> **SET EXERCISE 1**:
Answer these questions from the Mueh biography:
(a) In what year did Mueh emigrate to the United States?
(b) From which institution did he receive his 1970 Master of Science?
(c) What position did he hold from 1967 to 1969?

> **DOCUMENT EXTRACT**:
_____

Hans Juergen Mueh (born January 8, 1944) was the director of athletics at the United States Air Force Academy, Colorado Springs, Colorado, serving in that position from 2004 until January 2015. Prior to becoming the Director of Athletics for the USAF, Dr. Mueh served as permanent professor and head of the Department of Chemistry, and Vice Dean of Faculty at the Academy.

Background
Mueh was born in Celle, Germany and emigrated to the United States in 1951. He graduated from the U.S. Air Force Academy in 1966. He served as an intelligence officer in Saigon, South Vietnam, and at Nakhon Phanom Royal Thai Air Force Base, Thailand. In 1976, he was recognized as a distinguished graduate after completing a Doctor of Philosophy in chemistry at the University of Wisconsin, and in 1977 he was assigned to the U.S. Air Force Academy as an associate professor in chemistry. Dr. Mueh then served as special assistant for technical matters at the Defense Intelligence Agency before returning to the Air Force Academy where he served as head of the Department of Chemistry and Vice Dean of the Faculty. He retired from the Air Force in 2004 and became the ninth Director of Athletics at the academy.

Education
1966 Bachelor of Science, chemistry, U.S. Air Force Academy, Colorado Springs, Colo.
1970 Master of Science, chemistry, University of Wisconsin, Madison
1976 Doctor of Philosophy, chemistry, University of Wisconsin, Madison (distinguished graduate)

Career chronology
 1966–1967, intelligence officer trainee, Air Force Air Intelligence Training Center, Colorado Springs, Colo.
 1967–1969, intelligence analyst, Headquarters Tactical Air Command, Langley AFB, Va.
 1969–1970, graduate student, University of Wisconsin, Madison
 1970–1972, instructor, Department of Chemistry, U.S. Air Force Academy, Colorado Springs, Colo.
 1972–1973, intelligence officer, Saigon, South Vietnam, and Nakhon Phanom Royal Thai Air Force Base, Thailand
 1973–1976, doctoral student, University of Wisconsin, Madison
 1977–1981, associate professor, Department of Chemistry, U.S. Air Force Academy, Colorado Springs, Colo.

_____

> **SET EXERCISE 2**:
Express the stretch of the listing from its start through the line containing "x=252, y=113" as a Markdown table with a row number in column n and the line itself in column Line, leaving out blank lines.

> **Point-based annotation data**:
_____

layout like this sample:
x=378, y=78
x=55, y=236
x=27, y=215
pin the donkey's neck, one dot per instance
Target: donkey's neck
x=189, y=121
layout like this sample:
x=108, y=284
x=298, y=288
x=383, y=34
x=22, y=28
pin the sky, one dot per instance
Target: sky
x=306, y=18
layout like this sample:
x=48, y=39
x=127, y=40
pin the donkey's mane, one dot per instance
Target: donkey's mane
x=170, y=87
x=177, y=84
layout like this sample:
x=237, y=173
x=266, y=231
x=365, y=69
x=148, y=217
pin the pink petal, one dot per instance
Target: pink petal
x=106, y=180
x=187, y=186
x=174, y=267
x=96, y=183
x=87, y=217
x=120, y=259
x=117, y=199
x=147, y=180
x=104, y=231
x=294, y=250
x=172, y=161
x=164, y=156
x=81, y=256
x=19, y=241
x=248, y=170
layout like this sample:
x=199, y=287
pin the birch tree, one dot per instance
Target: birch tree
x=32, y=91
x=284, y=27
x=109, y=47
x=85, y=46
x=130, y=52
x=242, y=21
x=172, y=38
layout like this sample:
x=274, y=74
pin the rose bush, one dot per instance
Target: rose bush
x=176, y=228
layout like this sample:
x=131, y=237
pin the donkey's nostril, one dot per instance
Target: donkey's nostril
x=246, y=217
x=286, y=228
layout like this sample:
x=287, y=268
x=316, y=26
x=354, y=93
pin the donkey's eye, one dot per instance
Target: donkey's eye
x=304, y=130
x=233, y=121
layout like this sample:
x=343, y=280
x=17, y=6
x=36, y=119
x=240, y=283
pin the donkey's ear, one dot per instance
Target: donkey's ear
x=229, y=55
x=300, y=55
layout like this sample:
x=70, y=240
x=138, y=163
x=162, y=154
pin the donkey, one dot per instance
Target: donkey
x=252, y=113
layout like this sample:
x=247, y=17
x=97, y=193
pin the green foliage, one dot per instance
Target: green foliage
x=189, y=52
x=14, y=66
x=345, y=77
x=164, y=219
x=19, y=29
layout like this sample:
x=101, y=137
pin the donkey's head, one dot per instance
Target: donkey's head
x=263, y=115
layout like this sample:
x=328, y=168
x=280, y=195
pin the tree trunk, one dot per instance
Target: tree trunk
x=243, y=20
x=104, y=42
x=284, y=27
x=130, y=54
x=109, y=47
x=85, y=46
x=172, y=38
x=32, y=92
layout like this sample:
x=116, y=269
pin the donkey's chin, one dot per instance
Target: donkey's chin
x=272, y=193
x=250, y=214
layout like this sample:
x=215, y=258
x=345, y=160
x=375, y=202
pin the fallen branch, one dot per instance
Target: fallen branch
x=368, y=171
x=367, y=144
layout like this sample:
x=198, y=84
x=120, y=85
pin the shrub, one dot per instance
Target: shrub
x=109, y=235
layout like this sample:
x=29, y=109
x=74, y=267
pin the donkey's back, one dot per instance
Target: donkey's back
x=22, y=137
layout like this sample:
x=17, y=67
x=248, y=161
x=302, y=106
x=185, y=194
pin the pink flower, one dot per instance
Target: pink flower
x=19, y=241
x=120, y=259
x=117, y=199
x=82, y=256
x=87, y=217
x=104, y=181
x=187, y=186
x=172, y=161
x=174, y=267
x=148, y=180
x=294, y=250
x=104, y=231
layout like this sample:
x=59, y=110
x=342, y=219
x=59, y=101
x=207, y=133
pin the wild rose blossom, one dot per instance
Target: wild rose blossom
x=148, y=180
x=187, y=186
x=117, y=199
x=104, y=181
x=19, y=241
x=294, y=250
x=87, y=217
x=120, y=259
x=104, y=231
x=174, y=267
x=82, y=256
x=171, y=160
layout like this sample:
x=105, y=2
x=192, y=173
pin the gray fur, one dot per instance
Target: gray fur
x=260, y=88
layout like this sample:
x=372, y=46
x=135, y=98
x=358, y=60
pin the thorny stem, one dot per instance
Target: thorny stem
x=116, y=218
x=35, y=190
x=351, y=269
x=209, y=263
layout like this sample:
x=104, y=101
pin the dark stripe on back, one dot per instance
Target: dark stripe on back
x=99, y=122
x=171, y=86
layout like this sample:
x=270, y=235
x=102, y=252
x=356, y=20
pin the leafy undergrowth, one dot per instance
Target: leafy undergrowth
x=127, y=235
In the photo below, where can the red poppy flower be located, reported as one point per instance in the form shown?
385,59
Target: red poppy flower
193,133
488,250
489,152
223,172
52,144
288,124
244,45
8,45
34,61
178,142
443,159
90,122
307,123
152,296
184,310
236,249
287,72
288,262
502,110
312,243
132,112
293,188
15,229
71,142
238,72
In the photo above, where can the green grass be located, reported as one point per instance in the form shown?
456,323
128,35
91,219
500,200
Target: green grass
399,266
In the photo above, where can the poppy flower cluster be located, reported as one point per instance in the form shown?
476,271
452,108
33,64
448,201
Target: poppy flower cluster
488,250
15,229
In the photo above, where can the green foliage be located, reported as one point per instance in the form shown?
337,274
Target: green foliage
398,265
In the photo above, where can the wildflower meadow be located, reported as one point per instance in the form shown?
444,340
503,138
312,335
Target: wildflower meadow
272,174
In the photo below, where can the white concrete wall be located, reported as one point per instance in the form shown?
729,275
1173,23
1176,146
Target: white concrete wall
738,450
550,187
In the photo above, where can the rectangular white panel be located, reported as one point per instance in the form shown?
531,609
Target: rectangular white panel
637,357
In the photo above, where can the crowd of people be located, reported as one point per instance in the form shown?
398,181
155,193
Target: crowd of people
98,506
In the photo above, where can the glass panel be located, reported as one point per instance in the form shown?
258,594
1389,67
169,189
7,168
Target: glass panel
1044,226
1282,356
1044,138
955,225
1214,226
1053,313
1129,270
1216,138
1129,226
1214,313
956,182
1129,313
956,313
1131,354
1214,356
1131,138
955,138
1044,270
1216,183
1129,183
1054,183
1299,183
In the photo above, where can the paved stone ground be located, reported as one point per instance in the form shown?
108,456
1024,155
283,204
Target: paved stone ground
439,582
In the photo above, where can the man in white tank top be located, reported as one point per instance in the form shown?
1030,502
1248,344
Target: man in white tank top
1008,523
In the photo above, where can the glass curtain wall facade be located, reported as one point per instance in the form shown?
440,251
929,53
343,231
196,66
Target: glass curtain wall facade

_____

> **PROBLEM SOLUTION 1**:
(a) 1951
(b) University of Wisconsin, Madison
(c) Intelligence analyst, Headquarters Tactical Air Command, Langley AFB, Va.

> **PROBLEM SOLUTION 2**:
| n | Line |
|---|---|
| 1 | layout like this sample: |
| 2 | x=378, y=78 |
| 3 | x=55, y=236 |
| 4 | x=27, y=215 |
| 5 | pin the donkey's neck, one dot per instance |
| 6 | Target: donkey's neck |
| 7 | x=189, y=121 |
| 8 | layout like this sample: |
| 9 | x=108, y=284 |
| 10 | x=298, y=288 |
| 11 | x=383, y=34 |
| 12 | x=22, y=28 |
| 13 | pin the sky, one dot per instance |
| 14 | Target: sky |
| 15 | x=306, y=18 |
| 16 | layout like this sample: |
| 17 | x=48, y=39 |
| 18 | x=127, y=40 |
| 19 | pin the donkey's mane, one dot per instance |
| 20 | Target: donkey's mane |
| 21 | x=170, y=87 |
| 22 | x=177, y=84 |
| 23 | layout like this sample: |
| 24 | x=237, y=173 |
| 25 | x=266, y=231 |
| 26 | x=365, y=69 |
| 27 | x=148, y=217 |
| 28 | pin the pink petal, one dot per instance |
| 29 | Target: pink petal |
| 30 | x=106, y=180 |
| 31 | x=187, y=186 |
| 32 | x=174, y=267 |
| 33 | x=96, y=183 |
| 34 | x=87, y=217 |
| 35 | x=120, y=259 |
| 36 | x=117, y=199 |
| 37 | x=147, y=180 |
| 38 | x=104, y=231 |
| 39 | x=294, y=250 |
| 40 | x=172, y=161 |
| 41 | x=164, y=156 |
| 42 | x=81, y=256 |
| 43 | x=19, y=241 |
| 44 | x=248, y=170 |
| 45 | layout like this sample: |
| 46 | x=199, y=287 |
| 47 | pin the birch tree, one dot per instance |
| 48 | Target: birch tree |
| 49 | x=32, y=91 |
| 50 | x=284, y=27 |
| 51 | x=109, y=47 |
| 52 | x=85, y=46 |
| 53 | x=130, y=52 |
| 54 | x=242, y=21 |
| 55 | x=172, y=38 |
| 56 | layout like this sample: |
| 57 | x=274, y=74 |
| 58 | pin the rose bush, one dot per instance |
| 59 | Target: rose bush |
| 60 | x=176, y=228 |
| 61 | layout like this sample: |
| 62 | x=131, y=237 |
| 63 | pin the donkey's nostril, one dot per instance |
| 64 | Target: donkey's nostril |
| 65 | x=246, y=217 |
| 66 | x=286, y=228 |
| 67 | layout like this sample: |
| 68 | x=287, y=268 |
| 69 | x=316, y=26 |
| 70 | x=354, y=93 |
| 71 | pin the donkey's eye, one dot per instance |
| 72 | Target: donkey's eye |
| 73 | x=304, y=130 |
| 74 | x=233, y=121 |
| 75 | layout like this sample: |
| 76 | x=343, y=280 |
| 77 | x=17, y=6 |
| 78 | x=36, y=119 |
| 79 | x=240, y=283 |
| 80 | pin the donkey's ear, one dot per instance |
| 81 | Target: donkey's ear |
| 82 | x=229, y=55 |
| 83 | x=300, y=55 |
| 84 | layout like this sample: |
| 85 | x=70, y=240 |
| 86 | x=138, y=163 |
| 87 | x=162, y=154 |
| 88 | pin the donkey, one dot per instance |
| 89 | Target: donkey |
| 90 | x=252, y=113 |